De quoi se réjouir ? Pas vraiment explique l’UIAFP. « Ce n’est qu’un moyen d’éviter la prise de jours de congés dans des services en sous-effectifs chroniques ». A noter que malgré ce phénomène de sous-effectif -constaté depuis des années dans l’ensemble de la fonction publique- dû aux suppressions massives de postes notamment dans le cadre de réformes structurelles (RGPP, MAP…), le gouvernement veut supprimer 120 000 postes en cinq ans dans la fonction publique.

Le secrétaire d’État a annoncé aussi ce 18 juin la « relance » en 2019 des mesures PPCR (protocole sur les parcours professionnels, carrières et rémunérations imposé en 2015 malgré le rejet de plusieurs syndicats dont FO), notamment quelques améliorations de grilles indiciaires mais au prix pour les agents d’un allongement des carrières en 2019. Il s’agit en réalité d’appliquer en 2019 les mesures promises pour 2018 mais annulées au nom des économies budgétaires.

Le poids fatal du PPCR

La relance de ce protocole pèserait pour 840 millions d’euros en 2019 sur les finances publiques se plaît à rappeler le ministère. La dépense publique aurait-elle soudain alors le vent en poupe ? Pas vraiment. Le gouvernement vise un nouveau recul de la dépense –plusieurs dizaines de milliards a priori- à travers les mesures issues du programme action publique 2022 (CAP22) qui devraient être annoncées très prochainement. Plus largement, l’Exécutif entend réaliser un plan d’économies sur les dépenses publiques à hauteur de 60 milliards d’ici 2022. Paradoxalement, l’État a accepté dès cette année de se priver, entre autres, de cinq milliards de recettes à travers de nouvelles mesures fiscales destinées aux plus aisés (suppression de l’ISF, PFU)… Les fonctionnaires qui subissent un gel chronique de leurs salaires ne peuvent qu’apprécier.

En 2015, Force ouvrière -au-delà même de sa contestation du cadre et du contenu du PPCR- soulignait par ailleurs l’absence totale de garanties quant à l’application du protocole par les gouvernements futurs. L’annulation en 2018 des mesures PPCR qui auraient apportées une légère amélioration pour les agents a démontré la pertinence du propos.

- Travail à faire
Pour chacune des affirmations suivantes, répondez par oui ou par non selon le texte sur le protocole PPCR, en citant les mots du texte qui tranchent. 1. Le gouvernement veut supprimer 120 000 postes en cinq ans dans la fonction publique. 2. Le protocole PPCR a été imposé en 2018. 3. L’Exécutif prévoit un plan d’économies de 60 milliards sur les dépenses publiques d’ici 2022.

[Données extraites d’une collection]
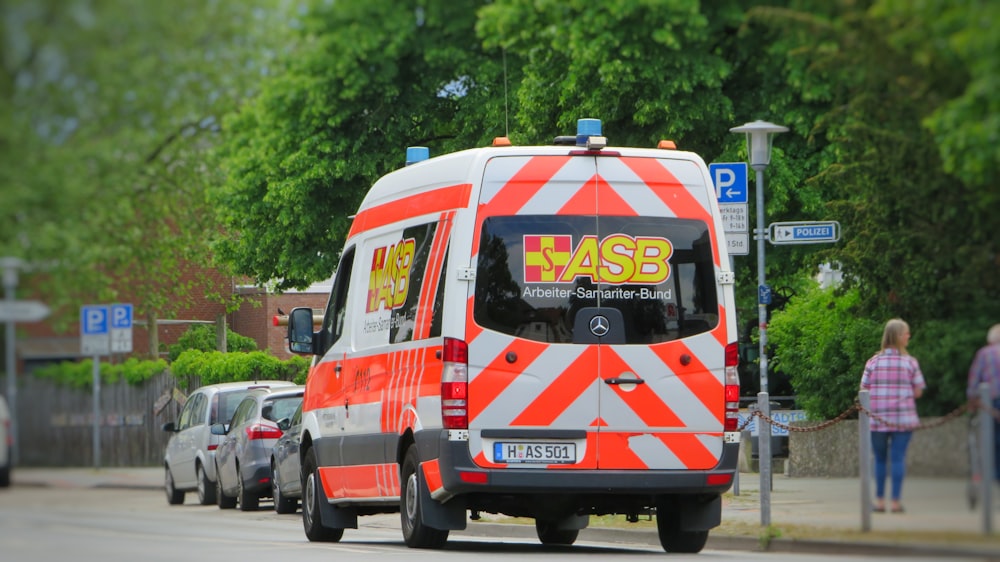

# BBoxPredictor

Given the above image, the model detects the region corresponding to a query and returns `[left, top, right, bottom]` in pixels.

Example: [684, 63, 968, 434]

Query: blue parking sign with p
[111, 304, 132, 328]
[708, 162, 749, 203]
[80, 305, 109, 335]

- Corrigé
1. Oui : « le gouvernement veut supprimer 120 000 postes en cinq ans dans la fonction publique ».
2. Non : « imposé en 2015 malgré le rejet de plusieurs syndicats dont FO ».
3. Oui : « l’Exécutif entend réaliser un plan d’économies sur les dépenses publiques à hauteur de 60 milliards d’ici 2022 ».